(DATASET ROWS):
▼▼▼

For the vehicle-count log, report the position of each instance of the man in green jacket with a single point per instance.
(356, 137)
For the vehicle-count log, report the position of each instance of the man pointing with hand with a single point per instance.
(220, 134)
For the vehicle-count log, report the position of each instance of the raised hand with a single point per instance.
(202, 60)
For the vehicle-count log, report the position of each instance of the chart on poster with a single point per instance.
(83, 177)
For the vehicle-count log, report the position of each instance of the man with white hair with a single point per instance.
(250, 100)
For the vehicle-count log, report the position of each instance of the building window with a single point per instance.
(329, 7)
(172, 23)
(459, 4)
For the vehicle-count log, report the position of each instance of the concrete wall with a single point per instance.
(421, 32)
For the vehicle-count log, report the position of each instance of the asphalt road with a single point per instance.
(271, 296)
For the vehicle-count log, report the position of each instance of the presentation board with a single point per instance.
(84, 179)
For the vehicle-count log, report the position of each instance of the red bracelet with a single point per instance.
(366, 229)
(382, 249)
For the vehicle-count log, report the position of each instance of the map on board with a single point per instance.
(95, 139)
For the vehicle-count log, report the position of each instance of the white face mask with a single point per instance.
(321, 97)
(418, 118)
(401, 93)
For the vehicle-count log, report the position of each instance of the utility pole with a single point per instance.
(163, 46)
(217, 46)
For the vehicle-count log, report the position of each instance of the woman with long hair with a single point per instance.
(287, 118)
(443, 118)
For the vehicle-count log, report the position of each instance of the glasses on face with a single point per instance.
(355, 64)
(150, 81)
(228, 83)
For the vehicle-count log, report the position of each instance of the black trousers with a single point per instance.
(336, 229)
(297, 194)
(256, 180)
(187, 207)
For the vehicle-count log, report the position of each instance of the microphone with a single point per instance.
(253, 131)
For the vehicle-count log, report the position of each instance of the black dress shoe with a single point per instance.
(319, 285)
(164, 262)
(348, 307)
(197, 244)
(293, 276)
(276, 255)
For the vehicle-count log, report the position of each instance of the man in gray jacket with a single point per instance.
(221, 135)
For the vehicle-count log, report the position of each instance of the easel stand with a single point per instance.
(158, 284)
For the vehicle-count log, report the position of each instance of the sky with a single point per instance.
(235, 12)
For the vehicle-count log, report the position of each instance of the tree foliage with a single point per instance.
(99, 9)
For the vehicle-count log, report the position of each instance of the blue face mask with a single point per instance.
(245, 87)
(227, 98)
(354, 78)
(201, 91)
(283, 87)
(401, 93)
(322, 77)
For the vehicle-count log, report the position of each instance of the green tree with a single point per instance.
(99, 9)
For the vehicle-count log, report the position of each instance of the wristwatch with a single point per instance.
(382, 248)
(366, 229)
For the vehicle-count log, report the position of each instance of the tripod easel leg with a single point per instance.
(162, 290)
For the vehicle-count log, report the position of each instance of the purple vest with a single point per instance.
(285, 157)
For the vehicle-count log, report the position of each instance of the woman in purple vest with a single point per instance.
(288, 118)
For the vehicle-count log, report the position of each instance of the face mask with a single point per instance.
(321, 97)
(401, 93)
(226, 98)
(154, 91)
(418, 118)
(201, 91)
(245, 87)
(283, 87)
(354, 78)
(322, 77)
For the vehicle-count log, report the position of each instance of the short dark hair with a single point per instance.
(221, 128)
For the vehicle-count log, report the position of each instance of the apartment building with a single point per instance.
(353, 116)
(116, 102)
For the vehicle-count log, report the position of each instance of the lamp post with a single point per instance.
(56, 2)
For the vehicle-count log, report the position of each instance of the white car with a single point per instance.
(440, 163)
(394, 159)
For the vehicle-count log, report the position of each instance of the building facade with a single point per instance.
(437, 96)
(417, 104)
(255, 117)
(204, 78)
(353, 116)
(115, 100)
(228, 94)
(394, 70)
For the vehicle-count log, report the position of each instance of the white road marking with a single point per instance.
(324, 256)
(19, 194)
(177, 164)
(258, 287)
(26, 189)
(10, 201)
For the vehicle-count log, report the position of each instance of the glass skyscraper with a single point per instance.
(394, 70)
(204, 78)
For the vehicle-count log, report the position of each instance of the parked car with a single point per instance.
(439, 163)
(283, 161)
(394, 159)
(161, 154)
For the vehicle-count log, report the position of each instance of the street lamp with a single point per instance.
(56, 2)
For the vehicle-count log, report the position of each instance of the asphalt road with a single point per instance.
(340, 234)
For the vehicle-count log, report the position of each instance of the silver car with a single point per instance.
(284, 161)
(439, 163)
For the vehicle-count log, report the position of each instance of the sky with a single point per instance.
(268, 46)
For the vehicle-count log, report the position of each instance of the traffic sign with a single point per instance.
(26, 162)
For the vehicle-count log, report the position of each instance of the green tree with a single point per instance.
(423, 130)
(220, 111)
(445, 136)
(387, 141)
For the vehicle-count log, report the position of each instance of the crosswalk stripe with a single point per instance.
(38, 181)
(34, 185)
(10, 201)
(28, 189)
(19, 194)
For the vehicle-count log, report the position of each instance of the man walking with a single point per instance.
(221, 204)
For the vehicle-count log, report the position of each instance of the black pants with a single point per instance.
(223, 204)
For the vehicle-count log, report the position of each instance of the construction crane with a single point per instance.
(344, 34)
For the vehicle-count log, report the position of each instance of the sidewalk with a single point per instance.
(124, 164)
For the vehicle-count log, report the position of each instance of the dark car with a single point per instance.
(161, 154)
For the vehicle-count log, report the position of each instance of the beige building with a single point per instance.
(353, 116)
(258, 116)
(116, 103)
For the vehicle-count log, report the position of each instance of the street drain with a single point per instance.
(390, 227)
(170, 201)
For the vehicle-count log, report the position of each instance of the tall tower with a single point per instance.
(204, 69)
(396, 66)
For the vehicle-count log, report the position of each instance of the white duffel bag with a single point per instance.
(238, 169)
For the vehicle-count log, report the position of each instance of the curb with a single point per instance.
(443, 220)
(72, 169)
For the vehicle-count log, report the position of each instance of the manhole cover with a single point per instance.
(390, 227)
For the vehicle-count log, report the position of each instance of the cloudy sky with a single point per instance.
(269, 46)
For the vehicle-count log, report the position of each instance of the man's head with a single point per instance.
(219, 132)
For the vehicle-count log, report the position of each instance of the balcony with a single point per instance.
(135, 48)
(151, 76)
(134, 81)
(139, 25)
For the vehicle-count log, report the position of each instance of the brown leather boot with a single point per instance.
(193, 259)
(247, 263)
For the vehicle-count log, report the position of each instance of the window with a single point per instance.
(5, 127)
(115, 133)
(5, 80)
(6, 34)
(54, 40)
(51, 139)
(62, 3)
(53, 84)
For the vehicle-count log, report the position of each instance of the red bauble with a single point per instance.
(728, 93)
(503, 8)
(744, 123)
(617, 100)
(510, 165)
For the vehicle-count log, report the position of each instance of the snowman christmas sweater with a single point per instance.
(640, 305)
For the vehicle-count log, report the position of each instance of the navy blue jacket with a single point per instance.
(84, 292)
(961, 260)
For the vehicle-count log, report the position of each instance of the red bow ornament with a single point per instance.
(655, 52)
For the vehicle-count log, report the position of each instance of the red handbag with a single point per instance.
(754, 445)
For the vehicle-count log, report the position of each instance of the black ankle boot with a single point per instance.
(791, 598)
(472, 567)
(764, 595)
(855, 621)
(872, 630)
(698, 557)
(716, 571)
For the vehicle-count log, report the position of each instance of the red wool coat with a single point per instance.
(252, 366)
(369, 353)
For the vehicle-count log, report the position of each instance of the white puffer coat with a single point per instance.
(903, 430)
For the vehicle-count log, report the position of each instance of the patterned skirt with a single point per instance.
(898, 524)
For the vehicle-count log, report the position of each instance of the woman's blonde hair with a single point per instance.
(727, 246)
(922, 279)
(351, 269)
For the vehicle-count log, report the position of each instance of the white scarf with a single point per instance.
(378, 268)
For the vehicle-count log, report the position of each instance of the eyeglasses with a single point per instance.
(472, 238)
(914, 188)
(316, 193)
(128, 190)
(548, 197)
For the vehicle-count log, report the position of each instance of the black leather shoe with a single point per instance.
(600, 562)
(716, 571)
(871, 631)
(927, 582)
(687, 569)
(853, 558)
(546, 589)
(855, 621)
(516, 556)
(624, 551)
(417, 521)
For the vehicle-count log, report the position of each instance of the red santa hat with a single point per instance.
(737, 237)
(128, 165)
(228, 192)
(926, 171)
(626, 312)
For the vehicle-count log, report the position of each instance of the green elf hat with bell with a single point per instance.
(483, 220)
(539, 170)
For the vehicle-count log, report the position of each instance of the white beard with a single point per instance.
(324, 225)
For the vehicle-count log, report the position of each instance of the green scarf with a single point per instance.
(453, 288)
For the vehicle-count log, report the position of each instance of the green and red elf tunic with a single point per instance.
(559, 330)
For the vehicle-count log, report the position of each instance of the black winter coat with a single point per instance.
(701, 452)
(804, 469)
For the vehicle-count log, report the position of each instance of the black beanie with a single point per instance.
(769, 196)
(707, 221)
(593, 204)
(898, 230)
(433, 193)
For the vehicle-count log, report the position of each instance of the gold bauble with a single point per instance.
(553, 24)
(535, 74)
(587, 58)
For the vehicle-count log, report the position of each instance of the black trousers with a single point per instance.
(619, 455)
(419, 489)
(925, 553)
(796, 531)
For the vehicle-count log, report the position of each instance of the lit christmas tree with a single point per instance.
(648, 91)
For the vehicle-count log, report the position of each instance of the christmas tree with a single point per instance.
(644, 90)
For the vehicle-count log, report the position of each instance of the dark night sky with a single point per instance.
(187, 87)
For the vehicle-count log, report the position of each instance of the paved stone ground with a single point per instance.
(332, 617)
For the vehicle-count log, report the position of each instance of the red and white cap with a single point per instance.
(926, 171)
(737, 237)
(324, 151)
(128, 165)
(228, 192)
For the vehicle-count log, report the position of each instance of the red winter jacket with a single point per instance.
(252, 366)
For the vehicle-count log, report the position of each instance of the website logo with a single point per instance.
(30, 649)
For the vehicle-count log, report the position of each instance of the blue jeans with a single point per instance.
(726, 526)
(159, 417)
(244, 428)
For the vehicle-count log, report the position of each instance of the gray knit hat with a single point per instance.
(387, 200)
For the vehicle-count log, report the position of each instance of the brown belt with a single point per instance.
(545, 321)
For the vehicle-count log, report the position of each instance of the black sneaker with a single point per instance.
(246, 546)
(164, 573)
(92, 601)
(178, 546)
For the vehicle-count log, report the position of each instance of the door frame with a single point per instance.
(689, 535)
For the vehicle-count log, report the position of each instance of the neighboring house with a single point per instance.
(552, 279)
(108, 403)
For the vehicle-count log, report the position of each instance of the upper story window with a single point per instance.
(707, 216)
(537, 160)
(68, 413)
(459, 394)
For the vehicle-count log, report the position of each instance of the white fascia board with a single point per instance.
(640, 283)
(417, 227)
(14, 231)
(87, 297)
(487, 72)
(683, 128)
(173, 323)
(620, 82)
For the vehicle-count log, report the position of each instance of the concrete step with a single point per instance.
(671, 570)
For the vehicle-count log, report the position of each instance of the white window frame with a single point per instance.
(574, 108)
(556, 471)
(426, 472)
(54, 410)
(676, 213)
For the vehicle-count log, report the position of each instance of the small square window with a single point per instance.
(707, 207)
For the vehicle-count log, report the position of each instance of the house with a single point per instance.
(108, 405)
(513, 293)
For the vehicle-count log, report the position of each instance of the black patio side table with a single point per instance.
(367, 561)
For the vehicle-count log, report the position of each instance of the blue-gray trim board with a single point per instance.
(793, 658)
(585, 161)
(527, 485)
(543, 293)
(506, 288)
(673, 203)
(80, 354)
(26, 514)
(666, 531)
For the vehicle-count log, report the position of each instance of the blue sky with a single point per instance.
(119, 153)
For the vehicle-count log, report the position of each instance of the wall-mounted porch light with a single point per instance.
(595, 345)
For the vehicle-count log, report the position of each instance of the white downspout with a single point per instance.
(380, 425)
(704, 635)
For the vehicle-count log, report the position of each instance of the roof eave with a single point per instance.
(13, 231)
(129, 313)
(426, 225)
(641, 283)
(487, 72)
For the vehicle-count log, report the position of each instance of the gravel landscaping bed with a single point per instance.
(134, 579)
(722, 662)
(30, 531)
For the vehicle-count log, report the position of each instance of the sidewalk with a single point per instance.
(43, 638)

▲▲▲

(TASK DETAILS): Copy each line exactly, from the line containing "light with a single point per instance." down to the last line of the material, and no other lines.

(TASK ANSWER):
For the vehicle-count log, report the position of each instance of the wall-mounted porch light with a single point per instance.
(595, 345)
For the vehicle-count log, report the position of each instance of the white downspout with a single point per instance.
(380, 425)
(704, 635)
For the vehicle-count log, report the position of each instance of the roof eave with a single point per instance.
(13, 231)
(129, 313)
(426, 225)
(641, 283)
(487, 72)
For the vehicle-count log, report the position of each instance of the gravel landscaping bed with a single point per instance.
(134, 579)
(722, 662)
(30, 531)
For the vehicle-count log, report the position of each instance of the sidewalk with a single point per instance.
(43, 638)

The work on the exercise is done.